Can you turn each line of the entries below into one string in a JSON list, leaving out any blank lines?

== RECORDS FOR THIS EXERCISE ==
================================

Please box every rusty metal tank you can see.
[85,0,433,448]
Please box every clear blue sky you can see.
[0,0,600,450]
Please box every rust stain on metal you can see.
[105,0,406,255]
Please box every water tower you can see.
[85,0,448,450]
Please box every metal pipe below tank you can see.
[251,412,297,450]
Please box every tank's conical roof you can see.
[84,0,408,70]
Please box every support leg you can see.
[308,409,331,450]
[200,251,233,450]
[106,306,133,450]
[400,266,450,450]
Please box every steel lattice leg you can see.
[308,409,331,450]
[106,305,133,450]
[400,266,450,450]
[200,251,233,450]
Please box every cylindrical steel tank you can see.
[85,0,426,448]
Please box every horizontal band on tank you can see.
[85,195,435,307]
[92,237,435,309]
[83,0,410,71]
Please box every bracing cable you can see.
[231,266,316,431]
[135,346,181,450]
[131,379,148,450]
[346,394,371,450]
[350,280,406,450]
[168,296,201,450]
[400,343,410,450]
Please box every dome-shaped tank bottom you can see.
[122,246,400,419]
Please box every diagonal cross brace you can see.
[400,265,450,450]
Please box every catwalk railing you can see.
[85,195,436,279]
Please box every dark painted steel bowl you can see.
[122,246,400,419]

================================

== THE REPLY ==
[
  "Please box every rusty metal tank you can see.",
  "[85,0,433,448]",
  "Please box every clear blue sky you can see.",
  "[0,0,600,450]",
  "Please box every rust stain on metal you can see.",
  "[105,0,406,255]",
  "Please box every water tower you can see.",
  "[85,0,448,450]",
  "Please box every metal pipe below tank you can see.",
  "[251,412,297,450]",
  "Please box every tank's conical roof you can see.",
  "[84,0,408,70]",
  "Please box every support leg you can see.",
  "[308,409,331,450]",
  "[200,251,233,450]",
  "[106,306,133,450]",
  "[400,266,450,450]",
  "Please box every steel lattice leg you can see.",
  "[308,409,331,450]",
  "[106,305,133,450]",
  "[400,266,450,450]",
  "[200,251,233,450]",
  "Please box every cylindrical steel tank you can see.",
  "[85,0,426,448]",
  "Please box every horizontal band on tank you can see.",
  "[85,195,435,307]",
  "[92,237,435,309]",
  "[83,0,410,71]",
  "Please box every bracing cable you can see.",
  "[231,266,316,431]",
  "[135,346,181,450]",
  "[131,379,148,450]",
  "[346,394,371,450]",
  "[350,280,406,450]",
  "[168,296,201,450]",
  "[400,343,410,450]",
  "Please box every dome-shaped tank bottom you can see.",
  "[122,246,400,419]",
  "Please box every diagonal cross brace you can see.",
  "[400,265,450,450]",
  "Please box every catwalk railing you can see.",
  "[85,195,436,279]",
  "Please box every dark painted steel bowl you can see.",
  "[122,246,400,419]"
]